_List of tasks_
1/ Decide whether each statement agrees with the Wolfram Summer School profile below. Answer yes or no for (a), (b) and (c), and quote the deciding words from the profile.
(a) Marcela is currently an exchange undergraduate at Arizona State University.
(b) Marcela is a senior student in mathematics.
(c) In a multilevel image, every level is mapped to the same CA state.
2/ Please continue the Wolfram Summer School profile below, picking up after its last sentence.

_Extracted text_
*-*-*
June 24–July 13, 2018

Apply Now

Back to Summer Programs

Wolfram Summer School

June 24–July 13, 2018
Bentley University, Waltham, MA


Marcela Lopes Alves

Class of 2014


Marcela is a senior student in computer science at Faculdade Farias Brito in Brazil, her home country. Currently, she is an exchange undergraduate student at Arizona State University. She has worked on projects related to computer graphics and operational research. She worked on application development for Android devices and PC applications. During the initial years in her bachelor's degree, she developed an interest in quantum computing and she has been writing a final paper about logic simplifications application as a tool for quantum states separability analysis.

Other interests include playing guitar, watching TV series, and studying astronomy.

Project: Analysis of Image Processing Using Cellular Automata

Cellular Automata and Image Processing

Cellular automata can be used to reproduce traditional image processing filters such as the Fourier filter, the Gaussian filter, or a borders detector, for example. The image's pixels are considered as a two-dimensional cellular automaton: at each step in the evolution, the color of each pixel depends on the colors of its neighbors according to the selected rule. The rules can be simple, symmetric functions of the neighborhood median or mean, or customized rules. In case of multilevel image, each level is mapped to a different CA state. It has been proved that cellular automata can be more efficient than traditional implementations of algorithms to reduce the noise in an image.
*-*-*
_Listed entries_
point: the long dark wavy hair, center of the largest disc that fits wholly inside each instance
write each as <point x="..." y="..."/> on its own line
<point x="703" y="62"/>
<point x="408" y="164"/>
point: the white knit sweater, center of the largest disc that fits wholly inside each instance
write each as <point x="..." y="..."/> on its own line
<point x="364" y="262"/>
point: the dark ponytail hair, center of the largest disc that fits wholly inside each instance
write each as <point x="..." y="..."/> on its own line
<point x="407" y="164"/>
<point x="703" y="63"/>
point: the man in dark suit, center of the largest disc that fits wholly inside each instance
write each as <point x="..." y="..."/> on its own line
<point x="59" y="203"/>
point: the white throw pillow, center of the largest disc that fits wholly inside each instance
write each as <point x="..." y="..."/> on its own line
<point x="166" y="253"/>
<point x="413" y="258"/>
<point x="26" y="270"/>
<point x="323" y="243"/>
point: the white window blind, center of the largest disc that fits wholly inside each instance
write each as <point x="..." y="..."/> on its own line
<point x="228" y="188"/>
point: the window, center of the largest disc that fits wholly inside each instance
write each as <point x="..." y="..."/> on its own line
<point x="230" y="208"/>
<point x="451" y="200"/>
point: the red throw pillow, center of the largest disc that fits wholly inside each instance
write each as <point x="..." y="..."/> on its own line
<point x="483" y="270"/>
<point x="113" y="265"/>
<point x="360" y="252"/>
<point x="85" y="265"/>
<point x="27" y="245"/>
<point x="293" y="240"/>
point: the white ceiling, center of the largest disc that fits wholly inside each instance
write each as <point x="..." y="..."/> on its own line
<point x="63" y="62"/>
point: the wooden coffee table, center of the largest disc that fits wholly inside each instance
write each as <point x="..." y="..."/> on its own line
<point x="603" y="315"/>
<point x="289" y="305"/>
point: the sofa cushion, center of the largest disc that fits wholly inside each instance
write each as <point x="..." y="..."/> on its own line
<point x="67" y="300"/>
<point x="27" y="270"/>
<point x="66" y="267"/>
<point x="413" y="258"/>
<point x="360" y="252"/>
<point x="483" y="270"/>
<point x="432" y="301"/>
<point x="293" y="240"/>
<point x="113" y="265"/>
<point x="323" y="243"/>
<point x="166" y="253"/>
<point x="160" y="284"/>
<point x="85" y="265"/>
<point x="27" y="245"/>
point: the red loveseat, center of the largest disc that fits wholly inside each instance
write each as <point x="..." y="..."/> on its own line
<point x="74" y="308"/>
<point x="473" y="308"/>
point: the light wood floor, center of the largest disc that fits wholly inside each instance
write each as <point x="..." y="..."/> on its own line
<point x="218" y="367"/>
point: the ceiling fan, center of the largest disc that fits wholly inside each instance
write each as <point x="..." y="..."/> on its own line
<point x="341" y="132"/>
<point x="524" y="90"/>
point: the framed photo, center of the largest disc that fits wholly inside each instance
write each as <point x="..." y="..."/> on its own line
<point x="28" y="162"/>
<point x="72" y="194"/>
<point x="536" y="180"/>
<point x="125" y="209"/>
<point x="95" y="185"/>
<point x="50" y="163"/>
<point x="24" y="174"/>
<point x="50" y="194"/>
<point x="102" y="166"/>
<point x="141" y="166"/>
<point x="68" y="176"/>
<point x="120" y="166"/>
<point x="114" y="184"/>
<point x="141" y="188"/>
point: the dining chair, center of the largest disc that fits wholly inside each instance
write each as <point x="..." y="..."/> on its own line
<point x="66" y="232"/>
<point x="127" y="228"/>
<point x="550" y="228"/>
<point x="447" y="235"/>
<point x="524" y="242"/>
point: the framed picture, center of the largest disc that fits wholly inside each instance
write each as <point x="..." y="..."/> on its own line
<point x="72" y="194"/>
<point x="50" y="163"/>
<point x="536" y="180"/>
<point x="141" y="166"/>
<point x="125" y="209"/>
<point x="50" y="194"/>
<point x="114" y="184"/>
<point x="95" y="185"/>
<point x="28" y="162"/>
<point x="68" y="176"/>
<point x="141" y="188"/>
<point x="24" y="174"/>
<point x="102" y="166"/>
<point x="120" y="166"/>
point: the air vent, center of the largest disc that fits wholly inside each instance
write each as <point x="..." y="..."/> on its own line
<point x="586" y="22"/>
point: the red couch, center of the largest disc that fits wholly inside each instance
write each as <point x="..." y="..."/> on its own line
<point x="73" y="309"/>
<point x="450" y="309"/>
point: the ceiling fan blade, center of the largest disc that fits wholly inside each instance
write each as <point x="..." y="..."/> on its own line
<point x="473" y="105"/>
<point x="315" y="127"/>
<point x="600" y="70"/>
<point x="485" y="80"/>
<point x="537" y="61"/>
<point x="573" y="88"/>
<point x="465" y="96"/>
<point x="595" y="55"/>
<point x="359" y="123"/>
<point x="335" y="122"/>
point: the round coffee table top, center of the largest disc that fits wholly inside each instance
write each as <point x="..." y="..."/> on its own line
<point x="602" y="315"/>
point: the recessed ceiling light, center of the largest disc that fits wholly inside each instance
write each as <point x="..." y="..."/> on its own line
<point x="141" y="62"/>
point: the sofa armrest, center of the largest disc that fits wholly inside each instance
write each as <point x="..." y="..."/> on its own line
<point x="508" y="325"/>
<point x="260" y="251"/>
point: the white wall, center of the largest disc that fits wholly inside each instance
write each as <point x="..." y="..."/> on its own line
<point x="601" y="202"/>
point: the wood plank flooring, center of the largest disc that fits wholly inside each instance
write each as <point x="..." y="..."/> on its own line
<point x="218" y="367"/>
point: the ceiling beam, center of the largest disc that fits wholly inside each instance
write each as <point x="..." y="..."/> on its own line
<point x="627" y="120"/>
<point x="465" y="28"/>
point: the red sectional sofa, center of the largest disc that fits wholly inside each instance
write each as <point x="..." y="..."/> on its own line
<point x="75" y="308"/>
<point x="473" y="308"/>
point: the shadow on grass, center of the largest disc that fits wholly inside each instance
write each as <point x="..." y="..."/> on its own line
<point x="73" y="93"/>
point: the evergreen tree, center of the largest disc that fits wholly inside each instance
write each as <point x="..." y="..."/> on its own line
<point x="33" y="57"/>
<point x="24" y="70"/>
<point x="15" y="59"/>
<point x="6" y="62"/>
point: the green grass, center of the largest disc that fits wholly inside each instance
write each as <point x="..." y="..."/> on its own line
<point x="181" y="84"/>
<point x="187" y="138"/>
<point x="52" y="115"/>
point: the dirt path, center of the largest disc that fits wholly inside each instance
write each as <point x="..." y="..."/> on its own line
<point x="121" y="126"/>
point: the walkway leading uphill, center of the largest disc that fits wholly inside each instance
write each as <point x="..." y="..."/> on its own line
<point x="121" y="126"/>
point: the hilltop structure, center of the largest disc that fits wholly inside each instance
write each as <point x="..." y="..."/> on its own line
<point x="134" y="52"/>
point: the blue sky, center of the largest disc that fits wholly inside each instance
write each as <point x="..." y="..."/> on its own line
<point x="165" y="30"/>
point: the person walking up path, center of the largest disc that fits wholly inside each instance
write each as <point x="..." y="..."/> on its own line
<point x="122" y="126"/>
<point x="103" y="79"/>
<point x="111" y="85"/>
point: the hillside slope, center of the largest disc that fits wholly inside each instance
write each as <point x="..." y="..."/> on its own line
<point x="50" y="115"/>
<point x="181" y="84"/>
*-*-*
_Responses to the exercise_
1/
(a) Yes: "Currently, she is an exchange undergraduate student at Arizona State University."
(b) No: "Marcela is a senior student in computer science at Faculdade Farias Brito in Brazil, her home country."
(c) No: "In case of multilevel image, each level is mapped to a different CA state."

2/
In this project, grayscale images are used as input in cellular automata. The new colors of the cells (the color that they will have in the next step of the automata evolution) are based on the gray level of the immediate neighbors. It increases considerably the number of rules since 256 colors produce 256^(255x+1), where x is the number of neighbors. To select the neighbors, the von Neumann neighborhood will be used, given x = 9. This produces (10^5529) possible rules. Since it is not possible go through all these rules, the image level must be compressed in a lower number of levels. Within this approximation, random rules will be analyzed. It is equivalent of creating custom filters and masks and applying them to different images. The new images that will be considered are those generated in the last step of a determined number of steps of a CA evolution. As a result, it is expected that some interesting behavior will appear—border detection, noise reduction, etc. In addition, an analysis of the 3D generated structures will be performed, since two-dimensional cellular automata evolution can be represented in a 3D space. The analysis of the 3D representation can detect some pattern in the evolution of the cellular automata. Some variations, such as the change in the number of neighborhoods considered as well as the weight of the neighboring cells, can be considered in order to diversify the test results during the project execution.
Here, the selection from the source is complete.